--- START ---

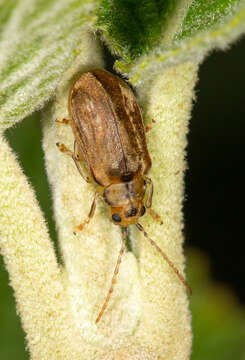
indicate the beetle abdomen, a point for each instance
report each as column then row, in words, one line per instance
column 109, row 128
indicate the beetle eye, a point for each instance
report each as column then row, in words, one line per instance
column 116, row 217
column 142, row 211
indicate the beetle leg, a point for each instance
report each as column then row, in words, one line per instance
column 150, row 194
column 75, row 157
column 64, row 149
column 155, row 215
column 119, row 259
column 91, row 213
column 148, row 202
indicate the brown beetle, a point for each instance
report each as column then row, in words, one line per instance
column 110, row 141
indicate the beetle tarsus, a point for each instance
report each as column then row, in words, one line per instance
column 170, row 263
column 113, row 281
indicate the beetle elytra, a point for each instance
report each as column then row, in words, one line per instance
column 110, row 141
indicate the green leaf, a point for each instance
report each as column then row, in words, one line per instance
column 217, row 317
column 148, row 35
column 39, row 40
column 133, row 26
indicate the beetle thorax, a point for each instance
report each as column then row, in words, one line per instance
column 126, row 201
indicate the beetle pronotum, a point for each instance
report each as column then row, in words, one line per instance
column 110, row 140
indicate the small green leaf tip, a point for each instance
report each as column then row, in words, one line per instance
column 179, row 31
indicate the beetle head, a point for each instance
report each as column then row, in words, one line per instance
column 126, row 201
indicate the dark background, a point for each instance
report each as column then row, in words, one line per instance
column 214, row 208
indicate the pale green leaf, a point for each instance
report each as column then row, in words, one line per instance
column 39, row 40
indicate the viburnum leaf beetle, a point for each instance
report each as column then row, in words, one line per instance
column 110, row 141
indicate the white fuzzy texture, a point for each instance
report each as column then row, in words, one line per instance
column 39, row 42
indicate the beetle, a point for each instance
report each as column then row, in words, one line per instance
column 110, row 141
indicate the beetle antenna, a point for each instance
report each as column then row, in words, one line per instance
column 113, row 281
column 170, row 263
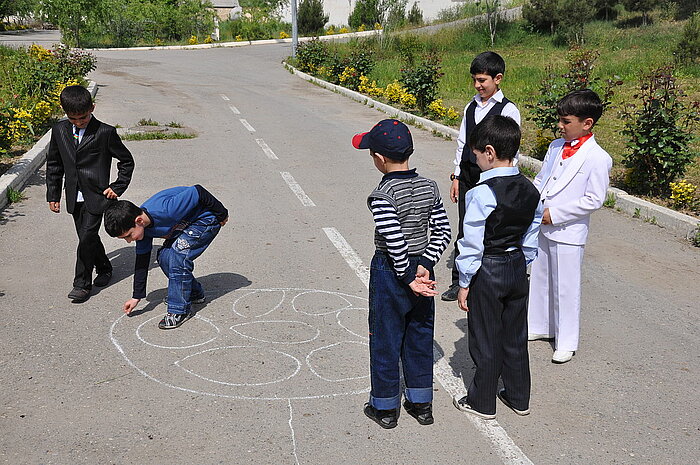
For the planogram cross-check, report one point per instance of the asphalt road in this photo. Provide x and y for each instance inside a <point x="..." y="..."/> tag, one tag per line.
<point x="274" y="367"/>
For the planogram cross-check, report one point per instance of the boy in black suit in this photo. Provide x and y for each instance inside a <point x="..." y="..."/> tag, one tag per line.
<point x="81" y="149"/>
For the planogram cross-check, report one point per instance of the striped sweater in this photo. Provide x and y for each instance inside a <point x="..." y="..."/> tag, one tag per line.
<point x="410" y="220"/>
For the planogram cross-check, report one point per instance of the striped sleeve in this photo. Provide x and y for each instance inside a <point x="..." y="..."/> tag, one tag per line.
<point x="388" y="226"/>
<point x="440" y="235"/>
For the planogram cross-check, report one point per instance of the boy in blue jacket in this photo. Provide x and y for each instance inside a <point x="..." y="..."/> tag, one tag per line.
<point x="188" y="218"/>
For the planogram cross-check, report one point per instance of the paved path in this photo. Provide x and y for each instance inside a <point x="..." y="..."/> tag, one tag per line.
<point x="274" y="367"/>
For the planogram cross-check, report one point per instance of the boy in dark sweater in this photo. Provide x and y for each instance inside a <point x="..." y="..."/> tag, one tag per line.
<point x="188" y="218"/>
<point x="412" y="230"/>
<point x="501" y="224"/>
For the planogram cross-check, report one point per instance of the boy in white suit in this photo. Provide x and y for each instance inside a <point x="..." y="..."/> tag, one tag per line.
<point x="573" y="184"/>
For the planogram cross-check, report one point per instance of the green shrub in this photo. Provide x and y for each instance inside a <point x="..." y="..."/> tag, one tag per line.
<point x="659" y="131"/>
<point x="688" y="48"/>
<point x="310" y="17"/>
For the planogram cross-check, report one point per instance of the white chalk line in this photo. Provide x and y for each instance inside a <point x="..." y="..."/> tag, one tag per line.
<point x="348" y="254"/>
<point x="502" y="444"/>
<point x="247" y="125"/>
<point x="268" y="151"/>
<point x="298" y="191"/>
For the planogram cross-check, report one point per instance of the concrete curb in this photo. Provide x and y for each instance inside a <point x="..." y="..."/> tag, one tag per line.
<point x="244" y="43"/>
<point x="677" y="223"/>
<point x="16" y="177"/>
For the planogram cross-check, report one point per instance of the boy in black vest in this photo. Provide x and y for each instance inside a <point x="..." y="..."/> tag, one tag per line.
<point x="487" y="72"/>
<point x="501" y="225"/>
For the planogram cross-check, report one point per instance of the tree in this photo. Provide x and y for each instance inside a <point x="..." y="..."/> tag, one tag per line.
<point x="643" y="6"/>
<point x="310" y="17"/>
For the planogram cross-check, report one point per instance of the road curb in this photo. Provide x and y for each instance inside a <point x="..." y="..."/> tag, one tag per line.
<point x="678" y="224"/>
<point x="17" y="176"/>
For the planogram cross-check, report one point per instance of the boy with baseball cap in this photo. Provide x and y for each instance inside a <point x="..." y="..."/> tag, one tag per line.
<point x="412" y="230"/>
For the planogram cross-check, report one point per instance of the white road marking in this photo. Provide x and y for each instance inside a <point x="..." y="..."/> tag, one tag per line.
<point x="348" y="254"/>
<point x="296" y="188"/>
<point x="268" y="151"/>
<point x="502" y="444"/>
<point x="247" y="125"/>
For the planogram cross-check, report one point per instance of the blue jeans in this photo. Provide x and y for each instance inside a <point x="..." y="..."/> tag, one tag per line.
<point x="400" y="330"/>
<point x="176" y="259"/>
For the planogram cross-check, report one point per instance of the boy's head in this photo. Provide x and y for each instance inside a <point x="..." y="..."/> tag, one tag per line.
<point x="125" y="220"/>
<point x="495" y="141"/>
<point x="578" y="112"/>
<point x="487" y="72"/>
<point x="76" y="102"/>
<point x="389" y="138"/>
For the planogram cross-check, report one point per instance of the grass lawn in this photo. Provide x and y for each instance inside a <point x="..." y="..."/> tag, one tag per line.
<point x="625" y="50"/>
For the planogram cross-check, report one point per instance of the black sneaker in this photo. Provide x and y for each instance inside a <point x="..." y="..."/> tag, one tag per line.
<point x="450" y="295"/>
<point x="387" y="419"/>
<point x="463" y="405"/>
<point x="502" y="395"/>
<point x="421" y="411"/>
<point x="174" y="320"/>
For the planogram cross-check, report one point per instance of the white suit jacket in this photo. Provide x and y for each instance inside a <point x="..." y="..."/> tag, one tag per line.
<point x="575" y="192"/>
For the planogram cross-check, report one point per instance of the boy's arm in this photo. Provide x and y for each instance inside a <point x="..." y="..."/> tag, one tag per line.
<point x="54" y="173"/>
<point x="531" y="236"/>
<point x="388" y="226"/>
<point x="125" y="163"/>
<point x="212" y="204"/>
<point x="591" y="200"/>
<point x="440" y="235"/>
<point x="480" y="203"/>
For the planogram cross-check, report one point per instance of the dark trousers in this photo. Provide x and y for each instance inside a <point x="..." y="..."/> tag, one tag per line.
<point x="91" y="253"/>
<point x="461" y="204"/>
<point x="400" y="331"/>
<point x="497" y="318"/>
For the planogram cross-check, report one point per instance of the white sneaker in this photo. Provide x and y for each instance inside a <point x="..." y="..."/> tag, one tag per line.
<point x="562" y="356"/>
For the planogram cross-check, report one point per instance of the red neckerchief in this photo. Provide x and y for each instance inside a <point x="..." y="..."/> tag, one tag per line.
<point x="571" y="147"/>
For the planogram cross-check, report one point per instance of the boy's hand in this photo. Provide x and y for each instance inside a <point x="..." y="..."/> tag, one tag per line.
<point x="423" y="276"/>
<point x="462" y="298"/>
<point x="454" y="191"/>
<point x="546" y="217"/>
<point x="130" y="304"/>
<point x="423" y="289"/>
<point x="110" y="194"/>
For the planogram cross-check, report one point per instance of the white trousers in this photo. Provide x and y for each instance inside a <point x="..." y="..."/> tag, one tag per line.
<point x="554" y="304"/>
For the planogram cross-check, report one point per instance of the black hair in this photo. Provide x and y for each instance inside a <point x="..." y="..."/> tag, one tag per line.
<point x="76" y="100"/>
<point x="120" y="216"/>
<point x="500" y="132"/>
<point x="581" y="104"/>
<point x="490" y="63"/>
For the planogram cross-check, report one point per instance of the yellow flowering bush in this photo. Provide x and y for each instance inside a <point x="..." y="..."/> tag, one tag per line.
<point x="683" y="194"/>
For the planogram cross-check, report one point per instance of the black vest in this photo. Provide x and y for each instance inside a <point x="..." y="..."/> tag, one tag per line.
<point x="469" y="170"/>
<point x="517" y="199"/>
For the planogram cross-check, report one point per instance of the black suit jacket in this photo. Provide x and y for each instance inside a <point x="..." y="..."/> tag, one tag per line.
<point x="87" y="167"/>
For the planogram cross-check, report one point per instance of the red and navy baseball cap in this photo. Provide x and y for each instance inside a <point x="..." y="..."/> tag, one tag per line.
<point x="388" y="137"/>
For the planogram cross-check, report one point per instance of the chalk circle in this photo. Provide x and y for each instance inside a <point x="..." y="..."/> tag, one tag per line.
<point x="277" y="332"/>
<point x="200" y="331"/>
<point x="241" y="365"/>
<point x="256" y="303"/>
<point x="338" y="362"/>
<point x="317" y="303"/>
<point x="347" y="319"/>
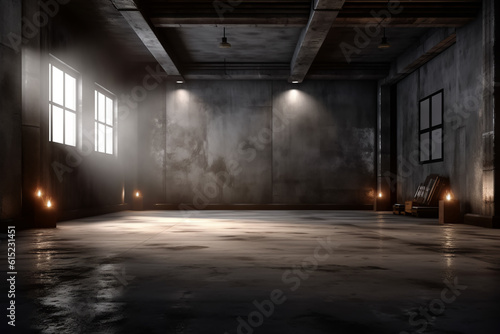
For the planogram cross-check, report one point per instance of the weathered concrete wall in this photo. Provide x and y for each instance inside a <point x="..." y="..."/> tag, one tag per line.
<point x="79" y="178"/>
<point x="458" y="71"/>
<point x="10" y="112"/>
<point x="263" y="142"/>
<point x="324" y="152"/>
<point x="75" y="178"/>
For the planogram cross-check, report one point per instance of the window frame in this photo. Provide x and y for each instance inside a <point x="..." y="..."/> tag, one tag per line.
<point x="54" y="62"/>
<point x="431" y="128"/>
<point x="108" y="94"/>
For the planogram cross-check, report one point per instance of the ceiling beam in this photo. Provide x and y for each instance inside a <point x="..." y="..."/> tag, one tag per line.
<point x="129" y="10"/>
<point x="397" y="22"/>
<point x="177" y="22"/>
<point x="323" y="13"/>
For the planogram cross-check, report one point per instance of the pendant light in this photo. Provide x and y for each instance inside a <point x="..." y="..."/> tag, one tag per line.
<point x="384" y="44"/>
<point x="224" y="44"/>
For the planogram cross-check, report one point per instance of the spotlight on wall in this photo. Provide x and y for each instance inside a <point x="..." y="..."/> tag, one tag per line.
<point x="224" y="44"/>
<point x="384" y="44"/>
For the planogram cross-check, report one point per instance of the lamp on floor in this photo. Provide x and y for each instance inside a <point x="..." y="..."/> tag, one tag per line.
<point x="137" y="202"/>
<point x="449" y="210"/>
<point x="45" y="211"/>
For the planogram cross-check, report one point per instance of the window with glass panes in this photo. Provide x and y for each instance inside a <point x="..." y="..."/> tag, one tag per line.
<point x="62" y="105"/>
<point x="104" y="122"/>
<point x="431" y="128"/>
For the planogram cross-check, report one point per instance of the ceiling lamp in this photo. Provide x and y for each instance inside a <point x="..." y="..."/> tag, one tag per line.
<point x="224" y="44"/>
<point x="384" y="44"/>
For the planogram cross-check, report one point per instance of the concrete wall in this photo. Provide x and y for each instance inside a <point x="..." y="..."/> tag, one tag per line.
<point x="458" y="71"/>
<point x="78" y="180"/>
<point x="260" y="142"/>
<point x="10" y="112"/>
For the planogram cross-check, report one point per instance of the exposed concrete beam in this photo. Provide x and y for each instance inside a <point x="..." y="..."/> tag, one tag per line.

--- END ---

| Problem requirements |
From the records above, count the lines that contain "beetle". Only the number should be written.

| Output of the exercise |
12